**Problem to solve:** Return the listing below in full, with every line exactly as it is.

**Pointing dataset records:**

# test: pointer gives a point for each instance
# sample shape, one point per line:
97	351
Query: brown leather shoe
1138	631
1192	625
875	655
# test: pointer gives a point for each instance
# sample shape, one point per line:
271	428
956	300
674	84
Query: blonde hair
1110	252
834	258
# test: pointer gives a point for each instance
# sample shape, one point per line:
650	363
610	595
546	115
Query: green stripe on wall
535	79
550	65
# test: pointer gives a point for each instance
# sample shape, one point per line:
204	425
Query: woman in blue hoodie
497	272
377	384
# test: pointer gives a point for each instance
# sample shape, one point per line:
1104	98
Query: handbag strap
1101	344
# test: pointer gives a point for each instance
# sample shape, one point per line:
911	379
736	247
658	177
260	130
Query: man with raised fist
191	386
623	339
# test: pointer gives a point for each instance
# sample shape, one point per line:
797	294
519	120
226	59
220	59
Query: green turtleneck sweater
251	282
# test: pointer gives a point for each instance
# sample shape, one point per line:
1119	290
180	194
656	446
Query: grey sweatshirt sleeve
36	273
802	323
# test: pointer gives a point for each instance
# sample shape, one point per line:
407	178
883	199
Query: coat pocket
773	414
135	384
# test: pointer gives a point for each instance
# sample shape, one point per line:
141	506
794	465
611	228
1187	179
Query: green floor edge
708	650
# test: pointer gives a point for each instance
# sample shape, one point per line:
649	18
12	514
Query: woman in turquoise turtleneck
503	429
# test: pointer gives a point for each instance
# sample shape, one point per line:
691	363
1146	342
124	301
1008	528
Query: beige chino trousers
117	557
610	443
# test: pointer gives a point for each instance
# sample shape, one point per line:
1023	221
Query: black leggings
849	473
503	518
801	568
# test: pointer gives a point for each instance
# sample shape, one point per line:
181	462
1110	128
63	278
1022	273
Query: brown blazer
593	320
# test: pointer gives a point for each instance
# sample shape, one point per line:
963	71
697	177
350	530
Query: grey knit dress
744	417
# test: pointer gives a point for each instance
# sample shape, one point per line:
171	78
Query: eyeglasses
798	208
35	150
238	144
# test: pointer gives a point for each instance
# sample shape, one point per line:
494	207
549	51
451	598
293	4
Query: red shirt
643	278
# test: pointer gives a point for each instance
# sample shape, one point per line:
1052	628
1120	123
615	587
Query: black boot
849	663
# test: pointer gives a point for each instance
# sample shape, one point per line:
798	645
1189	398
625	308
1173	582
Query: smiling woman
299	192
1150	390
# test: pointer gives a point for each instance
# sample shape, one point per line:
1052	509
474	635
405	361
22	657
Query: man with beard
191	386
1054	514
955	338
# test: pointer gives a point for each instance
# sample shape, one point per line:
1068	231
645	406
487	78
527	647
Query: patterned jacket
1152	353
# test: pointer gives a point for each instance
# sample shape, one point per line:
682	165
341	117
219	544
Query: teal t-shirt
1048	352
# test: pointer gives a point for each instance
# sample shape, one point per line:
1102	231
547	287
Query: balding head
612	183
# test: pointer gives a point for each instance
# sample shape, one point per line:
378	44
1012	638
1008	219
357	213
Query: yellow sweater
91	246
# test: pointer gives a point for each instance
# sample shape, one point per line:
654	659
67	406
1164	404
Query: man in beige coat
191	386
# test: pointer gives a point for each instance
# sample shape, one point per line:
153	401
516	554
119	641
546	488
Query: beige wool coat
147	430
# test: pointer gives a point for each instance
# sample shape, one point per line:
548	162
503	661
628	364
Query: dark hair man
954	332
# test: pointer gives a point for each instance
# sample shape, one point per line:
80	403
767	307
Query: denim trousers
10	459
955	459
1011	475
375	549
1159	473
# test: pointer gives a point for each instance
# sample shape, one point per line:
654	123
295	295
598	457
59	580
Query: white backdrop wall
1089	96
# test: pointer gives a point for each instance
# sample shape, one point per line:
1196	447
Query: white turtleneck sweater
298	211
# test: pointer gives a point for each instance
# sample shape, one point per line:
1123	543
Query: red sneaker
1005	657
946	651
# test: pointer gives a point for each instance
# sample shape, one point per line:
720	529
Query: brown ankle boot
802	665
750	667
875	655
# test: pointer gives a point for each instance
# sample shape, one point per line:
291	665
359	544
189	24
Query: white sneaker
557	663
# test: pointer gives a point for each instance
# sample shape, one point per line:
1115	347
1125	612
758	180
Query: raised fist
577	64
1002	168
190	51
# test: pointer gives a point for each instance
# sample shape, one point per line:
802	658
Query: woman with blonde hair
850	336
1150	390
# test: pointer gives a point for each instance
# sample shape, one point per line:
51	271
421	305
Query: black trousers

**Exercise result:**
# test: pointer gives a point for each instance
# sample shape, one point per line:
97	351
Query: brown leather shoe
1138	631
1192	625
875	655
# test: pointer gives a point for each instance
# sample shape, one point per line:
271	428
956	300
674	84
Query: blonde hair
1110	252
834	258
# test: pointer gives a point for each instance
# sample shape, one point per line:
650	363
610	595
546	115
Query: green stripe on wall
535	79
550	65
# test: pointer gives a point for each instance
# sample shape, one point per line:
204	425
Query: woman in blue hoodie
497	272
377	384
# test: pointer gives a point for each instance
# sample shape, one point per line:
1104	98
Query: handbag strap
1101	344
# test: pointer gives a point for each instance
# sample shape, one point per line:
911	379
736	247
658	177
260	130
Query: man with raised fist
191	386
623	339
# test: pointer gives a point for each instance
# sample shape, one point per line:
797	294
519	120
226	59
220	59
Query: green turtleneck sweater
251	282
# test: pointer gives a point for each instance
# sample shape, one point per line:
1119	290
180	194
656	446
Query: grey sweatshirt sleeve
36	273
802	323
# test: pointer gives a point for each instance
# sample shape, one point per line:
407	178
883	199
Query: coat pocket
773	414
135	384
# test: pointer gives a point for each instance
# sample shape, one point per line:
141	506
794	465
611	228
1187	179
Query: green floor edge
708	650
# test: pointer gives a point for each instance
# sample shape, one point per line:
649	18
12	514
Query: woman in turquoise turtleneck
503	429
# test: pointer gives a point for each instance
# sample shape, one point per line:
691	363
1146	342
124	301
1008	528
Query: beige chino trousers
117	557
610	443
# test: pointer gives a point for each instance
# sample shape, one point per line:
1023	221
Query: black leggings
849	473
503	518
801	568
# test: pointer gives a point for each instance
# sample shape, one point per line:
181	462
1110	128
63	278
1022	273
Query: brown blazer
593	320
# test: pointer gives a point for each instance
# sample shape, one point per line:
963	71
697	177
350	530
Query: grey knit dress
744	417
# test: pointer gives a point for each instance
# sample shape, one point per line:
171	78
Query: eyeglasses
798	208
35	150
238	144
# test: pointer gives a point for each instance
# sample shape, one point per line:
494	207
549	51
451	598
293	4
Query: red shirt
643	278
# test: pointer gives a point for each instance
# sample shape, one point per line:
1052	628
1120	123
615	587
Query: black boot
849	663
# test: pointer gives a point for each instance
# sample shape, one point per line:
798	645
1189	398
625	308
1173	582
Query: smiling woman
299	192
1150	390
# test: pointer gives a point for each instance
# sample shape, one point per line:
1052	509
474	635
405	361
22	657
Query: man with beard
191	386
1054	514
955	338
# test: pointer gives a point for each instance
# sample shape, one point per line:
1068	231
645	406
487	78
527	647
Query: patterned jacket
1152	353
# test: pointer gives a point for each instance
# sample shape, one point per line:
682	165
341	117
219	544
Query: teal t-shirt
1048	352
# test: pointer gives a point for each instance
# sample shape, one point per line:
1102	231
547	287
Query: balding head
612	183
# test: pointer gives a point for each instance
# sample shape, one point per line:
378	44
1012	638
1008	219
357	213
Query: yellow sweater
91	246
# test: pointer gives a point for each instance
# sample shape, one point per line:
654	659
67	406
1164	404
Query: man in beige coat
191	386
# test: pointer gives a point for each instance
# sample shape, one point per line:
153	401
516	554
119	641
546	488
Query: beige wool coat
147	430
# test: pointer gives a point for each instance
# sample shape, one point per line:
548	162
503	661
628	364
Query: dark hair man
954	332
# test: pointer gives a point for each instance
# sample shape, one point per line:
80	403
767	307
Query: denim trousers
10	459
955	459
1011	475
375	549
1159	473
# test: pointer gives a point for each instance
# sample shape, one point per line:
654	123
295	295
598	457
59	580
Query: white backdrop wall
1089	96
# test: pointer gives a point for each instance
# sample shape, one point per line:
1196	447
Query: white turtleneck sweater
298	211
# test: pointer gives a point for each instance
# sample shape, one point per line:
1123	543
Query: red sneaker
1005	657
946	651
# test: pointer gives a point for each instance
# sample shape, one point per line:
720	529
Query: brown ankle boot
802	665
750	667
875	655
# test: pointer gives a point for each instance
# sample shape, one point per line:
291	665
359	544
189	24
Query: white sneaker
557	663
# test: pointer gives a point for each instance
# sample shape, one point per line:
1115	347
1125	612
758	180
Query: raised fist
577	64
1002	168
190	51
# test: pointer gives a point for each instance
# sample shape, one point per line:
802	658
Query: woman with blonde hair
850	336
1150	390
# test: pointer gives a point for each instance
# sample shape, one point per line:
51	271
421	305
Query: black trousers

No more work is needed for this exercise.